From the line containing "Could you please point to the red eye" down to the last line of the material, return those lines verbatim and only those.

^^^^^^^^^^^^^^^^

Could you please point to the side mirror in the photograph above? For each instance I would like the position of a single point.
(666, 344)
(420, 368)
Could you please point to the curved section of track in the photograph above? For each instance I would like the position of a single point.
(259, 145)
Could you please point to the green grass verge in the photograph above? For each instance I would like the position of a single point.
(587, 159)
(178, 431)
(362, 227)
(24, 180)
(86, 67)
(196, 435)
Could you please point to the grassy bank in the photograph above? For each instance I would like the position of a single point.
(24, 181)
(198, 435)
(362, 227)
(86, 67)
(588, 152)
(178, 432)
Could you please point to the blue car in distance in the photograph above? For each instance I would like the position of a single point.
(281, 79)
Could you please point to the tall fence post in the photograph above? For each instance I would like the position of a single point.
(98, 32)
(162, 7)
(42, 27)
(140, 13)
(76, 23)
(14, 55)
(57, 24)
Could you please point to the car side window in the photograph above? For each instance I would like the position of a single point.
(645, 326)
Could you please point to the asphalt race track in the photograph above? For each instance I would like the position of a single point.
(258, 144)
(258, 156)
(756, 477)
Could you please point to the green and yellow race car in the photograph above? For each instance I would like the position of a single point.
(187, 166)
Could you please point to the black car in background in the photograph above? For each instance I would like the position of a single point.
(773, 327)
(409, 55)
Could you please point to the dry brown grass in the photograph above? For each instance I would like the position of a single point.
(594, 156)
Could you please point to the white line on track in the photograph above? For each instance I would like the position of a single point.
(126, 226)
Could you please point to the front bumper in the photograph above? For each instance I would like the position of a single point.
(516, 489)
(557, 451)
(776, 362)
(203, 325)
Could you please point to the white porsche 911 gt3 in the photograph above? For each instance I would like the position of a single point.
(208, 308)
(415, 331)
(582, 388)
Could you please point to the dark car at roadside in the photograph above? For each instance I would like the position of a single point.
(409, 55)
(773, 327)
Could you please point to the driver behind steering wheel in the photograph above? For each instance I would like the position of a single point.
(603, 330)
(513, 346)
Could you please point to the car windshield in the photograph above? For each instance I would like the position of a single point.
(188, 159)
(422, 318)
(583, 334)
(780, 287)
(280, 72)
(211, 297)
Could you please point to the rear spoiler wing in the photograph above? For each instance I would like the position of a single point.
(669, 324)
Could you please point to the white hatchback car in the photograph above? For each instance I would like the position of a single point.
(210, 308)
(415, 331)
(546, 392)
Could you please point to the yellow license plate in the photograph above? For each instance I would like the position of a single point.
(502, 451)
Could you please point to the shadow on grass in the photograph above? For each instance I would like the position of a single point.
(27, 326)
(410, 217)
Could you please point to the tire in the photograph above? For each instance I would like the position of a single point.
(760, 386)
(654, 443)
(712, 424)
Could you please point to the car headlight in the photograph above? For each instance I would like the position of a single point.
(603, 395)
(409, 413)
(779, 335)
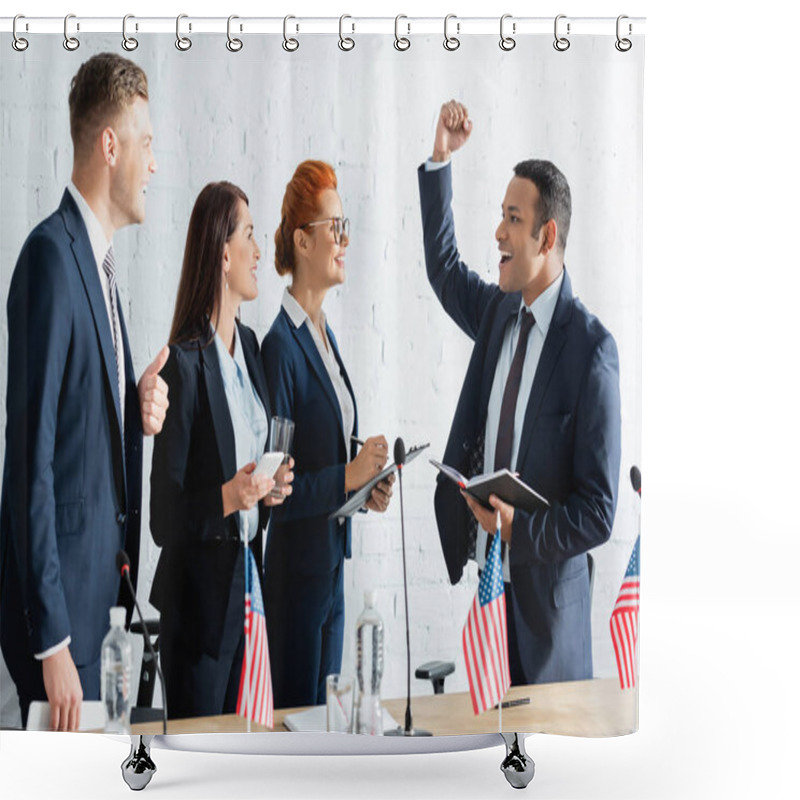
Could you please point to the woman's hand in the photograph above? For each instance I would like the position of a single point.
(370, 460)
(283, 479)
(381, 495)
(244, 490)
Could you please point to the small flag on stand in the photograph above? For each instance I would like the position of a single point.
(255, 684)
(485, 638)
(625, 623)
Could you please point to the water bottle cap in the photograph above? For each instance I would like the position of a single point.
(116, 615)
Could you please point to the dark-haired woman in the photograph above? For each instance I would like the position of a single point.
(304, 590)
(204, 496)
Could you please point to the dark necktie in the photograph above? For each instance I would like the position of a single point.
(109, 267)
(508, 409)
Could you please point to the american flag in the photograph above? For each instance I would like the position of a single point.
(625, 623)
(255, 684)
(485, 639)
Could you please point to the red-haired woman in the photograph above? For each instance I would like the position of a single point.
(308, 383)
(204, 495)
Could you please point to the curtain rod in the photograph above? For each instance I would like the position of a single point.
(348, 25)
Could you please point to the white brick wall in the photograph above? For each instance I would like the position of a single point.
(250, 118)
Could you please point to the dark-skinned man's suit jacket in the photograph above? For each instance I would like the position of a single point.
(71, 492)
(569, 449)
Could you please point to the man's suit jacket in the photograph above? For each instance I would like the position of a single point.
(194, 454)
(71, 492)
(569, 449)
(301, 537)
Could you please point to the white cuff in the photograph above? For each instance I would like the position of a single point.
(432, 166)
(53, 650)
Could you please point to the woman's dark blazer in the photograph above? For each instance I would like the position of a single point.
(193, 456)
(302, 540)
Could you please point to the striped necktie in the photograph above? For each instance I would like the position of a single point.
(109, 267)
(508, 409)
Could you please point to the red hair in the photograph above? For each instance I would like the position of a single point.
(300, 206)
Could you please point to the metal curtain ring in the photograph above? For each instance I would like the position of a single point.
(128, 42)
(70, 42)
(233, 44)
(183, 43)
(623, 45)
(345, 42)
(401, 42)
(451, 42)
(289, 45)
(19, 44)
(561, 43)
(507, 42)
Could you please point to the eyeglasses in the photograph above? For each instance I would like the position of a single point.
(340, 226)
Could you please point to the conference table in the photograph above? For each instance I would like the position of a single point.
(596, 707)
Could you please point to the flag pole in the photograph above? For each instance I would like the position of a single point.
(500, 703)
(246, 649)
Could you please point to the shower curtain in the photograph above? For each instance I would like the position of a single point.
(250, 117)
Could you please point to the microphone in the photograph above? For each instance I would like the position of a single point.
(399, 460)
(636, 480)
(399, 452)
(124, 568)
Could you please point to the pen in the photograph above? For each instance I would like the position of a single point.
(520, 701)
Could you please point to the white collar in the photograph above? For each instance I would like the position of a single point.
(297, 314)
(544, 306)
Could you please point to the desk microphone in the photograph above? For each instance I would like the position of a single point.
(124, 567)
(400, 460)
(636, 480)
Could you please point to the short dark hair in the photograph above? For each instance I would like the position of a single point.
(214, 219)
(555, 199)
(104, 86)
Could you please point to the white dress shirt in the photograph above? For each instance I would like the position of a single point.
(542, 309)
(299, 317)
(249, 420)
(100, 245)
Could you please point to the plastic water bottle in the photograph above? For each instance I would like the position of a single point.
(115, 676)
(369, 668)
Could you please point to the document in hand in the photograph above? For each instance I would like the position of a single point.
(506, 485)
(358, 498)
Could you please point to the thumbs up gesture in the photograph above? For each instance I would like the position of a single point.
(153, 392)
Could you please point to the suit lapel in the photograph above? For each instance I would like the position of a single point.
(255, 370)
(220, 414)
(309, 348)
(84, 258)
(335, 347)
(553, 343)
(507, 308)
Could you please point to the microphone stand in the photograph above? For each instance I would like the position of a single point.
(124, 565)
(409, 730)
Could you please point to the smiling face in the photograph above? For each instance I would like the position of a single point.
(240, 258)
(324, 258)
(524, 263)
(133, 163)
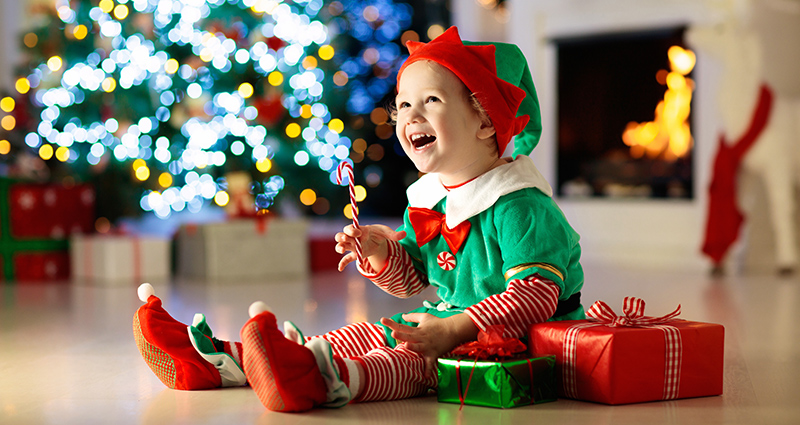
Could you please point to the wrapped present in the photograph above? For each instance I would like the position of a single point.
(491, 372)
(120, 258)
(244, 249)
(632, 358)
(36, 221)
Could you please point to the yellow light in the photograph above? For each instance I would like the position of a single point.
(305, 111)
(207, 55)
(348, 211)
(62, 153)
(263, 165)
(171, 66)
(54, 63)
(246, 90)
(165, 179)
(46, 152)
(106, 5)
(308, 197)
(142, 173)
(336, 125)
(681, 60)
(7, 104)
(275, 78)
(326, 52)
(222, 198)
(310, 62)
(435, 31)
(80, 32)
(8, 123)
(361, 193)
(109, 84)
(293, 130)
(22, 85)
(121, 12)
(30, 40)
(340, 78)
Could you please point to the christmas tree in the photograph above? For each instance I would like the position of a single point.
(156, 101)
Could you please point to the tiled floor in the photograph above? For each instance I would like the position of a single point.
(68, 354)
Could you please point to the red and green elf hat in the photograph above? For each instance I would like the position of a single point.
(498, 75)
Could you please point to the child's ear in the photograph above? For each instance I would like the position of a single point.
(486, 131)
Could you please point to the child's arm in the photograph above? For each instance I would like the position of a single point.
(524, 302)
(374, 244)
(434, 336)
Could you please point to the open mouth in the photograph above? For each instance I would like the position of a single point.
(420, 140)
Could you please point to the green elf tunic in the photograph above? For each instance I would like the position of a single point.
(515, 230)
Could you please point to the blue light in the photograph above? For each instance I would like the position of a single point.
(301, 158)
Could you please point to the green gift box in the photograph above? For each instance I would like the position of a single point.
(499, 383)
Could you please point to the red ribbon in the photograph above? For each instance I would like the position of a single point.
(633, 314)
(427, 224)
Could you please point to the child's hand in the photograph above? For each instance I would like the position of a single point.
(434, 336)
(373, 244)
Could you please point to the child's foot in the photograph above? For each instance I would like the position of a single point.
(168, 347)
(287, 376)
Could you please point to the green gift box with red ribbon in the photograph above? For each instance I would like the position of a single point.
(502, 383)
(492, 372)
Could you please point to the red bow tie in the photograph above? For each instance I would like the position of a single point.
(427, 224)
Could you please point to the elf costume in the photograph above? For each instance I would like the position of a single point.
(497, 248)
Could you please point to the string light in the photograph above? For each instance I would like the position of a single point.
(186, 94)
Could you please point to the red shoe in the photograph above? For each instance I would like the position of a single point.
(283, 373)
(165, 346)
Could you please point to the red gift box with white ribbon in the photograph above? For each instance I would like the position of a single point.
(632, 358)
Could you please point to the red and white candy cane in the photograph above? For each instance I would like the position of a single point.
(345, 166)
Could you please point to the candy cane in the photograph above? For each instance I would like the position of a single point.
(345, 166)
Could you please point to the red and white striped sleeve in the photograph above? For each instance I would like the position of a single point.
(525, 301)
(399, 277)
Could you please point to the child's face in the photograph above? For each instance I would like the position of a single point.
(437, 126)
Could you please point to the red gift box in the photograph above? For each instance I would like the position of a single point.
(35, 222)
(632, 358)
(50, 211)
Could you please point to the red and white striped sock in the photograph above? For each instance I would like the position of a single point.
(393, 374)
(356, 339)
(348, 373)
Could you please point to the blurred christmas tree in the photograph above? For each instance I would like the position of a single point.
(156, 101)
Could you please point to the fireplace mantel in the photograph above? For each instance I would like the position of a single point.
(619, 231)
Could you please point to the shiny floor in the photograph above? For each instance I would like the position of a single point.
(68, 354)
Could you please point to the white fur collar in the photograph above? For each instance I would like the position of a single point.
(480, 194)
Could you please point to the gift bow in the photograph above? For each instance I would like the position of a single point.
(490, 343)
(633, 314)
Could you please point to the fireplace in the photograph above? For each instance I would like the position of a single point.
(611, 89)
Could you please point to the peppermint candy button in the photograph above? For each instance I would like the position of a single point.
(446, 260)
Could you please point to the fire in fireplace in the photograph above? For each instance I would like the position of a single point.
(624, 115)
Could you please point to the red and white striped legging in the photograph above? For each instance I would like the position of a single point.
(389, 373)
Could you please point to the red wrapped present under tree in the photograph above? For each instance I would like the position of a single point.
(632, 358)
(35, 223)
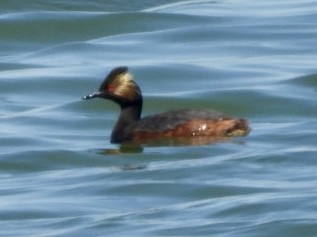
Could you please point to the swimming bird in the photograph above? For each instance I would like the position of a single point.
(119, 87)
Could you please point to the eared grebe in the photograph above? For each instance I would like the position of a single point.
(119, 87)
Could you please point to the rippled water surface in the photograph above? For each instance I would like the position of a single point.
(60, 175)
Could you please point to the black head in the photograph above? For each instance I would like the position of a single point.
(119, 87)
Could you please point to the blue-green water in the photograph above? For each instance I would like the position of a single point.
(60, 176)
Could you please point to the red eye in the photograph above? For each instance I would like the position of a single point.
(111, 88)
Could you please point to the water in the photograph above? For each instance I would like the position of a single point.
(60, 176)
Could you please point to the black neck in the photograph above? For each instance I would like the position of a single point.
(129, 115)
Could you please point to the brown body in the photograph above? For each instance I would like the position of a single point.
(180, 124)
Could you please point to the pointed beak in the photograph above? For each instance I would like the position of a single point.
(91, 96)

^^^^^^^^^^^^^^^^

(Worked answer)
Could you please point to the red eye in the photograph above? For each instance I would like the position of a single point.
(111, 88)
Could you please point to the water in the photograph above? For each instance I would like the position of a single point.
(60, 176)
Could you please point to the black neck in the photograph above? For each instance I would like the position of a single point.
(129, 115)
Could you please point to the brown body in the photograph above? For each instance I would like the position of a single point.
(180, 124)
Could you please point to the pointed beak in the photograph above? For each instance I would like the position of a single point.
(91, 96)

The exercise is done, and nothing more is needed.